#### Text provided
** BEGIN **

There's nothing Gillies MacKinnon likes more than making films. And he is making plenty of them, writes Donald Clarke.
The first thing to say about Gillies MacKinnon is that he is 55. This is worth mentioning because, having graduated from film school in 1986 and made his first feature (for the BBC) in 1990, the bare facts suggest he should be one of Britain's hip young film-makers.
Speaking after a screening of his new picture, Pure, at Dublin International Film Festival last month, the softly spoken Glaswegian fills in the missing years.
"I did play around with cameras at art school, and even then I think I knew this is what I was meant to do," he says. "But it was frowned upon in those days. Making films was seen as a lesser thing to do than painting. When I left college I became a teacher and then a detached youth worker in London. And I also developed a sideline as a cartoonist."
You can imagine him as a youth worker. He has a kind, easy manner, but there is a suggestion of steel beneath, a suggestion that you would be ill advised to cross him (then again, that might just be the accent). His background working with troubled children will have come in handy for making Pure, which is concerned with heroin use in the East End of London. Unfortunately, it's not very good. So let's stay off the subject for as long as possible.
"One day I woke up and thought there's something I've forgotten here," he says, continuing the story of his midlife change in direction. I'm working to release other people's abilities, not mine. So I applied to film school. And to my great horror - I had two small children at the time - I was accepted. It was a very foolish thing to do."
In the 14 years since his first TV project, the Jimmy McGovern-scripted Needle, he has made a staggering 12 films, including three in Ireland: The Playboys (1992), Trojan Eddie (1996) and 2001's still unreleased The Escapist. He must have been making up for lost time.
"It did come from that momentum, yes, but also from a very primitive fear of failure. I am reassessing that in myself now. But, looking back, I can't honestly say I have made a film I shouldn't have made."

** END **

#### Extracted data
** BEGIN **

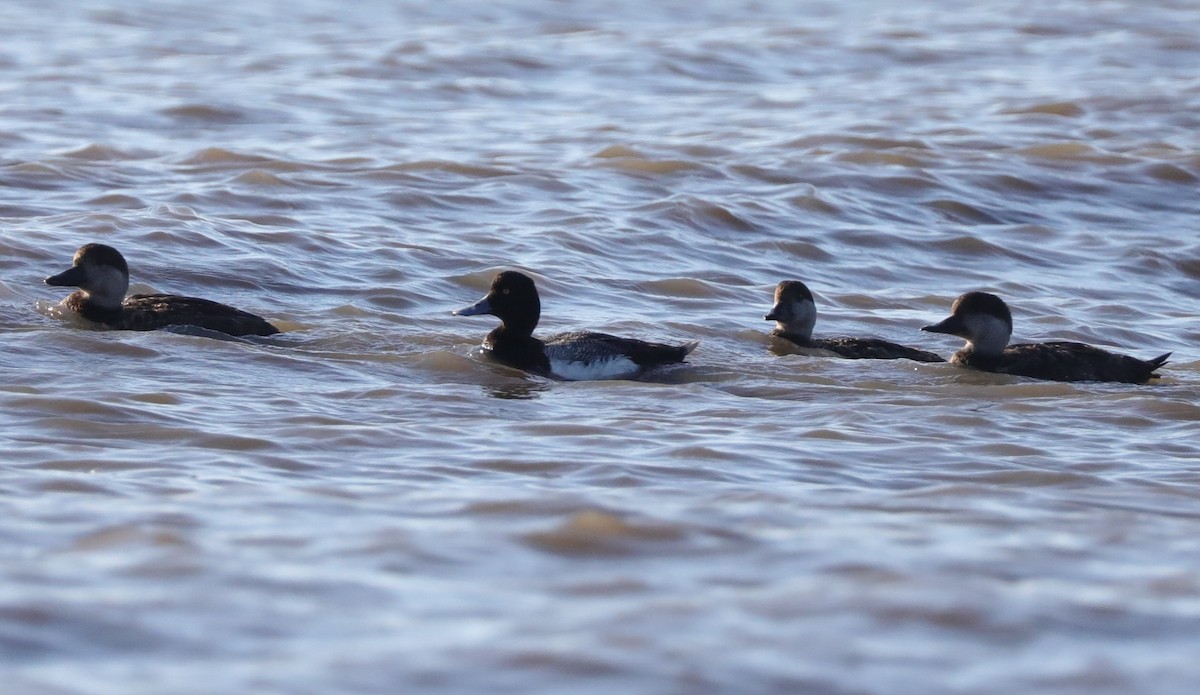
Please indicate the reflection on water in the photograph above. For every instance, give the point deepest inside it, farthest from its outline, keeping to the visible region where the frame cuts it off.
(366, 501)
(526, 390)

** END **
** BEGIN **

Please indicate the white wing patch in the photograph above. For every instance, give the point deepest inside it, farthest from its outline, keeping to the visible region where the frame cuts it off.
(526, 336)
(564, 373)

** END **
** BEGIN **

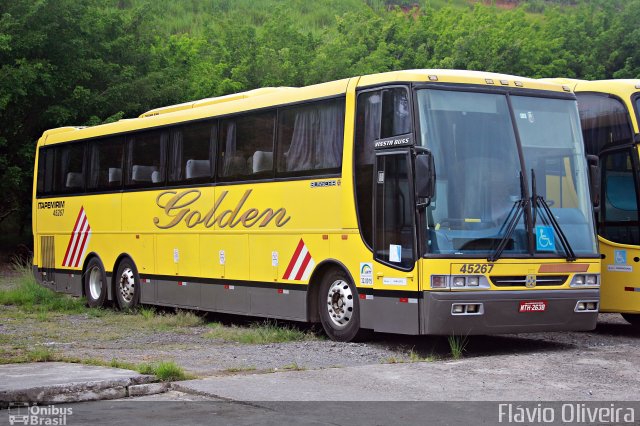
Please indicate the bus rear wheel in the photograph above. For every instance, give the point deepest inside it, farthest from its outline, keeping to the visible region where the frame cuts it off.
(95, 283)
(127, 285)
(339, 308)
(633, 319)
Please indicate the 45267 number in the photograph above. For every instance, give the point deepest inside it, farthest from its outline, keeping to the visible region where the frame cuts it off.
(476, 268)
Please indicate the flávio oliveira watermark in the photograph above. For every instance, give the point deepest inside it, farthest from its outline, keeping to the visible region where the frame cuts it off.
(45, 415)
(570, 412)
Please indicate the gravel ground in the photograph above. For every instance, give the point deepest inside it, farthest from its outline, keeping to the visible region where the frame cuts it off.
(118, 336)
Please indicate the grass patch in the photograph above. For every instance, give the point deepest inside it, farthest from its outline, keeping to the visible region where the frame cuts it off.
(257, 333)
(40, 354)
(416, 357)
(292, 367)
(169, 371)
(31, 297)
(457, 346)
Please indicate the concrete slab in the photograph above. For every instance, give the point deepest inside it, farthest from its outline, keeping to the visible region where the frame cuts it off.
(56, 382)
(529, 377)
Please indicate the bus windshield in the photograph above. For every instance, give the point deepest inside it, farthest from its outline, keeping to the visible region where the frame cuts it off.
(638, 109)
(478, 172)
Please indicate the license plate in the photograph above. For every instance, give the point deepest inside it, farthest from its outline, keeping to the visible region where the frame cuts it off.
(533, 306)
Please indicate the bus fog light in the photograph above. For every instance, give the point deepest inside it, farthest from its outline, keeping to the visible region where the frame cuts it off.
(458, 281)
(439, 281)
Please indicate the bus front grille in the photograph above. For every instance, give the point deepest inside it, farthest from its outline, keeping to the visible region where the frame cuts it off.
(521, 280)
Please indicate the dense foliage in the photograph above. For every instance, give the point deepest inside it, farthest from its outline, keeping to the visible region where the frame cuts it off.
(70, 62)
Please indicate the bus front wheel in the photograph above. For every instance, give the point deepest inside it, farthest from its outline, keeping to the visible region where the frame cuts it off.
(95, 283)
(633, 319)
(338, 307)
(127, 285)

** END **

#### Set task 1
In the Gillies MacKinnon article, what was his first TV project?
#### Set task 2
Please quote the Gillies MacKinnon article from "You can imagine" to "long as possible.".
The items are material separate from the Gillies MacKinnon article.

#### Task output 1
Needle, scripted by Jimmy McGovern.

#### Task output 2
You can imagine him as a youth worker. He has a kind, easy manner, but there is a suggestion of steel beneath, a suggestion that you would be ill advised to cross him (then again, that might just be the accent). His background working with troubled children will have come in handy for making Pure, which is concerned with heroin use in the East End of London. Unfortunately, it's not very good. So let's stay off the subject for as long as possible.